• **DOCUMENT TEXT**:
- - - - - - -
# Need Repair Help



## William Young (Dec 31, 2012)

My first message here.

I have a Craftsman Model 944.528394 snow blower. That is the 13.50cc one . It is the start of my fourth season with it and I hit something hidden in the snow. Bent the impeller and the drive shaft that goes to the gear box. Of course it shakes violently but the gear box is still intact (I think).
I am very surprised that not a single shear pin broke.

I released both ends of the auger shaft and took the shear pins out up close to the impeller with hopes I could pull the whole unit out but it wouldn't come.
Is that shaft fastened internally ? 

I turned around and bought their super duper 16.50 cc one with extra accessories and will repair the broken one through the summer and sell it next fall .
Figured there would not be a lot of help here in July or August  so will save all useful information I get.


----------



## Colored Eggs (Dec 7, 2012)

You are pulling the whole auger out correct? On the other side of the impeller there is a pulley under the cover which goes to the motor that is what is holding you up. If i'm thinking of the correct shaft you are pulling.


----------



## William Young (Dec 31, 2012)

Colored Eggs said:


> You are pulling the whole auger out correct? On the other side of the impeller there is a pulley under the cover which goes to the motor that is what is holding you up. If i'm thinking of the correct shaft you are pulling.


Correct.
- - - - - - -
• **Source records**:
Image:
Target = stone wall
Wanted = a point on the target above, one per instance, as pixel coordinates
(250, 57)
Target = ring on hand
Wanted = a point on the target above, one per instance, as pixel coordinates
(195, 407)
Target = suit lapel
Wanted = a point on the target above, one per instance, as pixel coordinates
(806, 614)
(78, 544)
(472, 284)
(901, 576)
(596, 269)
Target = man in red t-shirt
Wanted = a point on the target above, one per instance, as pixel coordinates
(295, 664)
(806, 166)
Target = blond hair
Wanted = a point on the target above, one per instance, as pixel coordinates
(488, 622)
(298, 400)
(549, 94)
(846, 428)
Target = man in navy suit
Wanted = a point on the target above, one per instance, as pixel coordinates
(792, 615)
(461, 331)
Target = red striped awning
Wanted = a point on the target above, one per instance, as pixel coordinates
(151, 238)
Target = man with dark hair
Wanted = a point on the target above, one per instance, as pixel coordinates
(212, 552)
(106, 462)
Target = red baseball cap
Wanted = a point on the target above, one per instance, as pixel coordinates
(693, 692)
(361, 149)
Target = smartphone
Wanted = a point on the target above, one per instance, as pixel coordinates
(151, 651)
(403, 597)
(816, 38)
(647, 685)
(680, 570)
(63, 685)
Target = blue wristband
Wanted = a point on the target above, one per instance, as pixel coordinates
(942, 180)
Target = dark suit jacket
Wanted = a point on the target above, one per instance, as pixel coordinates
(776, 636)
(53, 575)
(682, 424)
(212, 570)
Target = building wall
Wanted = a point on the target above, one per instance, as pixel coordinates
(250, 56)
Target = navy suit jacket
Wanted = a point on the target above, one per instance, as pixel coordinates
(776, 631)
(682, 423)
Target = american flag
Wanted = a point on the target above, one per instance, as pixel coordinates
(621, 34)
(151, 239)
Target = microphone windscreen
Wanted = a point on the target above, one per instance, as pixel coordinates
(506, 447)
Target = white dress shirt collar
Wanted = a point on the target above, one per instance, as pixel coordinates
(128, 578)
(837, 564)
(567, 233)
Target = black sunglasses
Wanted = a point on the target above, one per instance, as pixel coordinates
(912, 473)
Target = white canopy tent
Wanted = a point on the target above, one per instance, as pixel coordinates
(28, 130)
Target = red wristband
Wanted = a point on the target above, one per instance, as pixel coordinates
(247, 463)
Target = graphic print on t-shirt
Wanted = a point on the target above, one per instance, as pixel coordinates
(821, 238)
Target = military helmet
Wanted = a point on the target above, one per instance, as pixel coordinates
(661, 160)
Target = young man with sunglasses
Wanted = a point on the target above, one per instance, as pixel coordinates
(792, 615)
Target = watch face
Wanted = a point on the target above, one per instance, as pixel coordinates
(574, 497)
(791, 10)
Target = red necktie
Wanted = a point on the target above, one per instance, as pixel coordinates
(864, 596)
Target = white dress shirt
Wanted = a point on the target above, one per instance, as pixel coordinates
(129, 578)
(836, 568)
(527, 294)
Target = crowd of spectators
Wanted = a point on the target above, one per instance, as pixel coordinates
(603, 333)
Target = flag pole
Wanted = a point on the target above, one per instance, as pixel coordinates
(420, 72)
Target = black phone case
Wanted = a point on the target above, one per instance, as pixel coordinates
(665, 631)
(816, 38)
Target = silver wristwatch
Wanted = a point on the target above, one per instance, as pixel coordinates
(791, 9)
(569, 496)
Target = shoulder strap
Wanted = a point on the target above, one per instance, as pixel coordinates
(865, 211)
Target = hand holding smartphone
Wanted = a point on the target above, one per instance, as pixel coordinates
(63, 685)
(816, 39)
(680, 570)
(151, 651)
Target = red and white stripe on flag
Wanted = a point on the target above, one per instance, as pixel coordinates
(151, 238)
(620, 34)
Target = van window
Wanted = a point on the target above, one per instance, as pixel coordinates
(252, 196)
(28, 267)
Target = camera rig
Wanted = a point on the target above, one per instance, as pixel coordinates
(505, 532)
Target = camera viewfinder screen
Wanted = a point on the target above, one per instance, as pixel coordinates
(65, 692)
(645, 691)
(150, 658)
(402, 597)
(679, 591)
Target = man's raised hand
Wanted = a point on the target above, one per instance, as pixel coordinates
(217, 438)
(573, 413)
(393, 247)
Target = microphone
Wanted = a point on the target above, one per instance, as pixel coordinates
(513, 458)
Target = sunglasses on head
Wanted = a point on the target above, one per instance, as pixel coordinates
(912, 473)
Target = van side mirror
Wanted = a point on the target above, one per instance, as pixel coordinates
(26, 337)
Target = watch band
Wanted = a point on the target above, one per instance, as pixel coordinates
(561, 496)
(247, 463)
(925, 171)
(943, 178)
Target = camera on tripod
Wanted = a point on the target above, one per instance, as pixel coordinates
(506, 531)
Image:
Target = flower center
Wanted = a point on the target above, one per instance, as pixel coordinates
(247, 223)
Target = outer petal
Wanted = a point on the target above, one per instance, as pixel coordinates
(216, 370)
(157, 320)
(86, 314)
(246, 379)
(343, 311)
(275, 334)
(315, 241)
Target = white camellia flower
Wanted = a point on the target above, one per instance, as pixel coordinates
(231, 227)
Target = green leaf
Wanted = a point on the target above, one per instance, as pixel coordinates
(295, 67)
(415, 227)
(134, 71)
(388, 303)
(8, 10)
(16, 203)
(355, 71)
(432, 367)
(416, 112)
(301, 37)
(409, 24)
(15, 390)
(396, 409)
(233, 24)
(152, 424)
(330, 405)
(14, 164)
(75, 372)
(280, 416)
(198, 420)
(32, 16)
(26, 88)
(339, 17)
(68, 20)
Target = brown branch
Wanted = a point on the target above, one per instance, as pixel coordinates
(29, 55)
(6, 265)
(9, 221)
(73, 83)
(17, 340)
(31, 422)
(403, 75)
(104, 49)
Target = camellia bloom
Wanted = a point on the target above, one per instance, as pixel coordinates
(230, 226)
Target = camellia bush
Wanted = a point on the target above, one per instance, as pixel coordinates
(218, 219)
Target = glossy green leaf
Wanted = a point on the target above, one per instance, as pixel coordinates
- - - - - - -
• **STATED TASK**: Could you copy out the snow blower repair thread word for word, from "# Need Repair" up to and including "shear pin broke."?

• **FINAL RESULT**:
# Need Repair Help



## William Young (Dec 31, 2012)

My first message here.

I have a Craftsman Model 944.528394 snow blower. That is the 13.50cc one . It is the start of my fourth season with it and I hit something hidden in the snow. Bent the impeller and the drive shaft that goes to the gear box. Of course it shakes violently but the gear box is still intact (I think).
I am very surprised that not a single shear pin broke.